EXERCISE GOAL: Transcribe nothing but the lines from the one with "In this exercise you will find the road" to the end of the entries, both included, keeping each exact and leaving every picture out.
[begin EXERCISE MATERIALS]
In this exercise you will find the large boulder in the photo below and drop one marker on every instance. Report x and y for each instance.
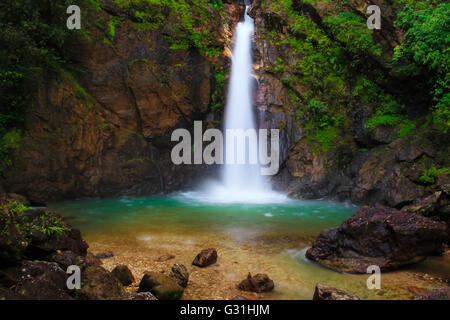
(34, 234)
(161, 286)
(205, 258)
(379, 236)
(258, 283)
(328, 293)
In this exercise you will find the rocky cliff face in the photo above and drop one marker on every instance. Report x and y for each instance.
(327, 148)
(103, 126)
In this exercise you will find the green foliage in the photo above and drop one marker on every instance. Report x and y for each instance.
(426, 53)
(429, 175)
(382, 120)
(351, 30)
(190, 21)
(217, 97)
(15, 207)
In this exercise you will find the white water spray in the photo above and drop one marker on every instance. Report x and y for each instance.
(241, 183)
(239, 115)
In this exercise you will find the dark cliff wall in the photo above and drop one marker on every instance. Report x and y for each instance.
(102, 125)
(353, 127)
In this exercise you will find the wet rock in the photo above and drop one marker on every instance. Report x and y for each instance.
(161, 286)
(99, 284)
(42, 281)
(34, 234)
(7, 278)
(65, 259)
(328, 293)
(435, 294)
(92, 261)
(142, 296)
(205, 258)
(426, 207)
(12, 242)
(105, 156)
(68, 239)
(258, 283)
(166, 257)
(123, 274)
(104, 255)
(180, 275)
(19, 198)
(380, 236)
(417, 291)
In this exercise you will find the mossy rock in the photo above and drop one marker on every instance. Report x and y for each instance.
(163, 287)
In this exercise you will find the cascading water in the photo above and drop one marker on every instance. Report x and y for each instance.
(242, 183)
(239, 114)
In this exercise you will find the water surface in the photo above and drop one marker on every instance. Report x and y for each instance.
(258, 238)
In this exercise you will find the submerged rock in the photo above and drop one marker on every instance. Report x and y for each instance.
(161, 286)
(328, 293)
(99, 284)
(166, 257)
(65, 259)
(42, 281)
(379, 236)
(205, 258)
(180, 275)
(435, 294)
(123, 274)
(104, 255)
(142, 296)
(258, 283)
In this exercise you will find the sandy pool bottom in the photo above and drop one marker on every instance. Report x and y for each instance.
(281, 257)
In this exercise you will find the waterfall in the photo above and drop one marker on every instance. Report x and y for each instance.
(239, 114)
(240, 182)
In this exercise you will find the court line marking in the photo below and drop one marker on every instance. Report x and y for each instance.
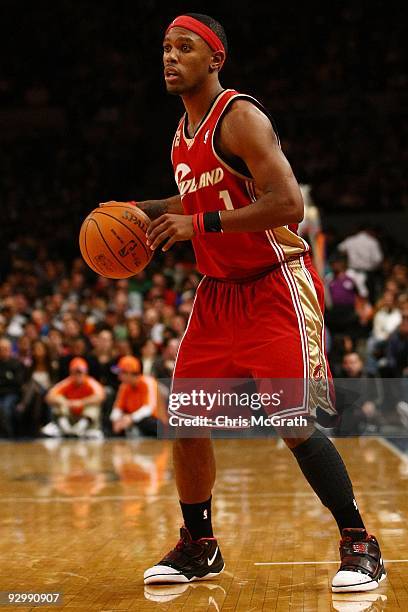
(394, 449)
(120, 498)
(321, 562)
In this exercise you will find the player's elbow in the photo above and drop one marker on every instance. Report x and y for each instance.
(295, 210)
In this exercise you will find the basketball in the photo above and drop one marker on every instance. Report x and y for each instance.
(113, 240)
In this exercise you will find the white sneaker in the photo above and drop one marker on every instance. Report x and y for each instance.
(51, 430)
(94, 434)
(402, 409)
(362, 567)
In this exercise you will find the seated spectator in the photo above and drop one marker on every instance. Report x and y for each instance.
(342, 294)
(11, 379)
(163, 365)
(76, 404)
(41, 375)
(386, 319)
(397, 348)
(397, 364)
(364, 254)
(358, 398)
(136, 404)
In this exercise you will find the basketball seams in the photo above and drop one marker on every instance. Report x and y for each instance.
(86, 247)
(148, 252)
(109, 248)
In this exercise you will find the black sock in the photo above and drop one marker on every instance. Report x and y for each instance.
(326, 473)
(197, 519)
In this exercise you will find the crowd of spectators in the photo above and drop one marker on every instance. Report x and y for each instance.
(84, 119)
(52, 313)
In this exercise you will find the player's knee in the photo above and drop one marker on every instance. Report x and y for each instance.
(296, 436)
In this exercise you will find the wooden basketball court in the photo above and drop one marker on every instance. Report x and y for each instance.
(86, 518)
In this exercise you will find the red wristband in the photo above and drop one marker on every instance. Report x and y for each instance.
(195, 225)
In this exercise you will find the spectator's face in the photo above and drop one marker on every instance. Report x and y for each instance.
(129, 378)
(24, 345)
(105, 341)
(78, 347)
(55, 338)
(338, 266)
(404, 322)
(134, 328)
(388, 299)
(352, 364)
(71, 328)
(123, 348)
(149, 349)
(178, 324)
(392, 286)
(151, 317)
(78, 376)
(5, 349)
(159, 280)
(400, 275)
(39, 350)
(38, 317)
(172, 348)
(31, 331)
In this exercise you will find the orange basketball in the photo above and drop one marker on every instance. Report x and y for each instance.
(113, 240)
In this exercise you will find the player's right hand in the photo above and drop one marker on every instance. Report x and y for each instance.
(113, 202)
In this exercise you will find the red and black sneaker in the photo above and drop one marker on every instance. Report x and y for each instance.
(361, 566)
(189, 560)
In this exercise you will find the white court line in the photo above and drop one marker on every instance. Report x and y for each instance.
(147, 497)
(322, 562)
(394, 449)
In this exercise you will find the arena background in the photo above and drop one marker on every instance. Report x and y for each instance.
(84, 118)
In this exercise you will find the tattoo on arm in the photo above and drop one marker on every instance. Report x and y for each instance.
(156, 208)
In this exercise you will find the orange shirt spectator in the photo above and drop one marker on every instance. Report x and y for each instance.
(79, 389)
(137, 396)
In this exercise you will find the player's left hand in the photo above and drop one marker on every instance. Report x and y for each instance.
(170, 228)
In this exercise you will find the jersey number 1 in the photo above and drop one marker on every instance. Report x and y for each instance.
(226, 198)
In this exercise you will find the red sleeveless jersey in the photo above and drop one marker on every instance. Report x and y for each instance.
(207, 183)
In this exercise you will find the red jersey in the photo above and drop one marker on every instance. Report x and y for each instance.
(207, 183)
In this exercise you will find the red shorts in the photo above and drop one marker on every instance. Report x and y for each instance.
(268, 328)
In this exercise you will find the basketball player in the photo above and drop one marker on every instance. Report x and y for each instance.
(258, 310)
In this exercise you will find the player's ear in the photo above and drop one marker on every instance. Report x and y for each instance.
(217, 61)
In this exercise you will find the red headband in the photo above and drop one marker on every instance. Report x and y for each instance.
(212, 40)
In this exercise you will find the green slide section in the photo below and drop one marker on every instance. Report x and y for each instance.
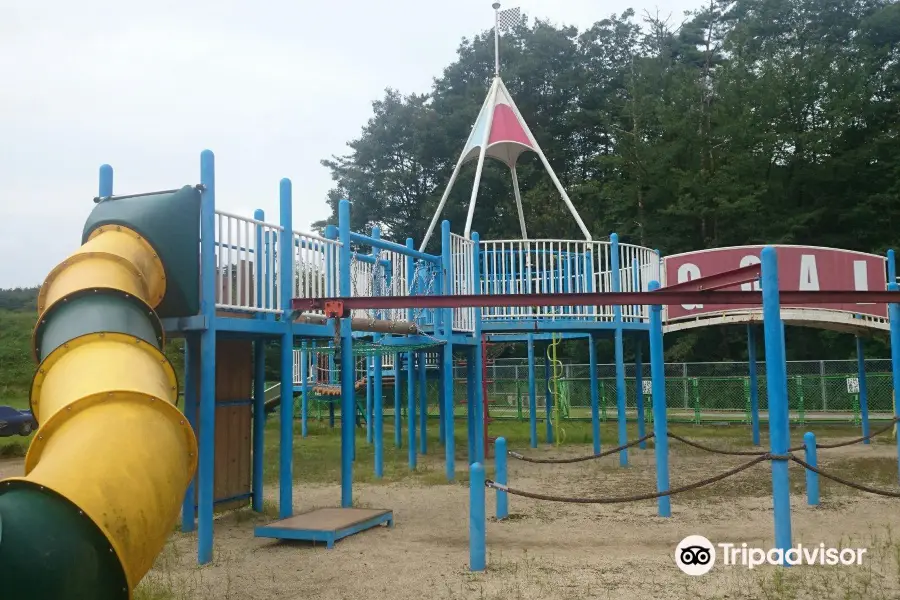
(171, 223)
(50, 551)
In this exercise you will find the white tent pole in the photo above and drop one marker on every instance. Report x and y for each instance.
(518, 195)
(481, 152)
(549, 169)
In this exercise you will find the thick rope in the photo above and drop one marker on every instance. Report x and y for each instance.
(636, 497)
(559, 461)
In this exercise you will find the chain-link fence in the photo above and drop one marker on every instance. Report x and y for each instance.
(695, 392)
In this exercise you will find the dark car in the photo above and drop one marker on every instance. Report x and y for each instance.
(16, 422)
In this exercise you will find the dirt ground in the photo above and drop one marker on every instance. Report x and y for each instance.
(551, 550)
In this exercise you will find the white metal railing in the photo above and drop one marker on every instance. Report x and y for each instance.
(316, 266)
(247, 265)
(563, 266)
(462, 279)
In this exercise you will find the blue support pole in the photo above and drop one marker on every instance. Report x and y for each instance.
(532, 393)
(894, 316)
(206, 459)
(411, 408)
(863, 388)
(447, 370)
(477, 533)
(502, 478)
(639, 391)
(777, 393)
(595, 394)
(548, 397)
(259, 420)
(285, 291)
(304, 389)
(398, 420)
(191, 349)
(754, 384)
(812, 478)
(479, 358)
(660, 426)
(423, 405)
(470, 402)
(348, 372)
(619, 352)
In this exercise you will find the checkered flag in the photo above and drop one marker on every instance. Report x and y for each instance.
(509, 18)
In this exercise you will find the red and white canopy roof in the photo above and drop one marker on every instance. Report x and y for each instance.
(508, 135)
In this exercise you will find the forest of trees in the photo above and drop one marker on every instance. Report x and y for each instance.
(745, 122)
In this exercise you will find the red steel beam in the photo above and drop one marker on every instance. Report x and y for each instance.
(665, 296)
(719, 280)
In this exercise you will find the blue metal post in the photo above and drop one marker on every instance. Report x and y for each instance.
(812, 478)
(470, 402)
(479, 358)
(259, 420)
(206, 467)
(894, 317)
(191, 350)
(532, 393)
(411, 408)
(398, 421)
(477, 533)
(777, 393)
(348, 372)
(639, 391)
(619, 351)
(423, 405)
(658, 386)
(754, 384)
(863, 388)
(304, 389)
(548, 396)
(285, 291)
(502, 478)
(595, 394)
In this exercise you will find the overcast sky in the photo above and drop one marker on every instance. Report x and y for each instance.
(271, 87)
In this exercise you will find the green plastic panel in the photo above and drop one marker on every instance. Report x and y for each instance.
(50, 552)
(93, 312)
(171, 223)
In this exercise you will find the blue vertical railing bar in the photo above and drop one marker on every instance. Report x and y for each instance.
(207, 411)
(348, 372)
(595, 394)
(894, 316)
(501, 477)
(532, 393)
(447, 371)
(812, 478)
(639, 390)
(863, 388)
(259, 421)
(286, 291)
(479, 360)
(615, 275)
(304, 388)
(777, 395)
(477, 520)
(754, 384)
(191, 349)
(660, 427)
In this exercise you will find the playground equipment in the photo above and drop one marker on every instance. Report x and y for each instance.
(113, 456)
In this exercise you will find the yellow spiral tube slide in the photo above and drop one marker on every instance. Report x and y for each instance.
(113, 455)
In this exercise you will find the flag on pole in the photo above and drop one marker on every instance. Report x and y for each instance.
(509, 18)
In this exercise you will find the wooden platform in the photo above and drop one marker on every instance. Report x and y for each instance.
(326, 524)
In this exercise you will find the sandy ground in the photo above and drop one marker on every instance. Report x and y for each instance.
(552, 550)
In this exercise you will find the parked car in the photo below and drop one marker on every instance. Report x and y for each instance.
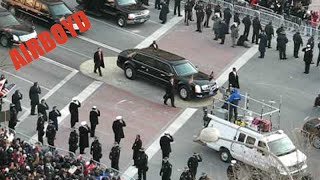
(123, 11)
(45, 12)
(158, 66)
(12, 32)
(311, 130)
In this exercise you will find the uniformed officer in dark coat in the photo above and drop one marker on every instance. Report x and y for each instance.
(208, 11)
(263, 43)
(40, 127)
(137, 145)
(34, 92)
(166, 169)
(96, 150)
(169, 93)
(16, 98)
(247, 23)
(13, 117)
(142, 165)
(282, 41)
(94, 120)
(256, 25)
(73, 141)
(193, 163)
(74, 113)
(165, 144)
(84, 131)
(186, 174)
(199, 8)
(269, 32)
(114, 156)
(53, 116)
(307, 58)
(117, 128)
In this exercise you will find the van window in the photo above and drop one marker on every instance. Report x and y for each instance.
(241, 137)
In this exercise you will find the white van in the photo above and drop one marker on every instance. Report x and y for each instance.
(276, 142)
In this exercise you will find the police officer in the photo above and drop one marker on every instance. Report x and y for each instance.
(269, 32)
(193, 163)
(94, 120)
(40, 127)
(166, 169)
(96, 150)
(297, 41)
(114, 156)
(200, 14)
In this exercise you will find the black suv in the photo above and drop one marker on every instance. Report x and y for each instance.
(13, 32)
(45, 12)
(125, 11)
(158, 66)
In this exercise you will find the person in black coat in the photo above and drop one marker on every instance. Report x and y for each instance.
(94, 120)
(84, 131)
(308, 55)
(165, 144)
(74, 112)
(16, 98)
(34, 92)
(256, 25)
(193, 163)
(263, 43)
(166, 169)
(234, 78)
(164, 12)
(53, 116)
(117, 128)
(169, 93)
(137, 145)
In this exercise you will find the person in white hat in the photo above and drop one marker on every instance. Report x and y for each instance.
(117, 128)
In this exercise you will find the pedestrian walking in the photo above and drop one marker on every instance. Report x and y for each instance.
(117, 128)
(165, 144)
(84, 131)
(234, 34)
(34, 92)
(53, 116)
(199, 8)
(269, 32)
(247, 23)
(40, 127)
(96, 150)
(282, 41)
(193, 164)
(263, 43)
(137, 145)
(15, 99)
(166, 169)
(169, 93)
(98, 61)
(73, 141)
(142, 165)
(74, 112)
(114, 156)
(297, 42)
(164, 12)
(234, 78)
(94, 120)
(256, 25)
(307, 58)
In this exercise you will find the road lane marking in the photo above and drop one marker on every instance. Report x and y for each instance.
(88, 91)
(99, 44)
(155, 147)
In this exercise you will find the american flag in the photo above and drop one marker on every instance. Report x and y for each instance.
(7, 89)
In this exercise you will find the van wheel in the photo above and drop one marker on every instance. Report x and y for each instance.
(225, 155)
(121, 21)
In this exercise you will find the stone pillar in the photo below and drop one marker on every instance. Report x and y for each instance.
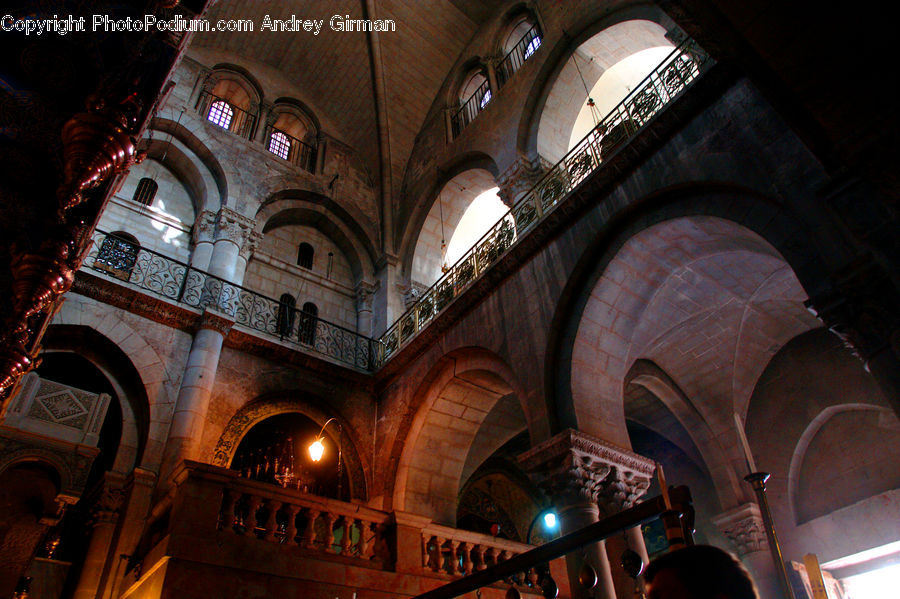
[end EXERCISE MATERIALS]
EXPECTED OUTPUT:
In this exercise you will find the road lane marking in the photo above and drop one marker on every instance. Report x and y for each instance.
(88, 91)
(99, 44)
(155, 147)
In this exercise you will find the american flag in the photo above and drop one marker on every instance. Report x and y for each instance.
(7, 89)
In this exercise you will find the van wheel in the photo above and drop one marker on every instance. Report x and y for each instance.
(225, 155)
(121, 21)
In this exercise you will find the stone pillar in the photo below and drop one marker on every instance. Report x and y for each instance.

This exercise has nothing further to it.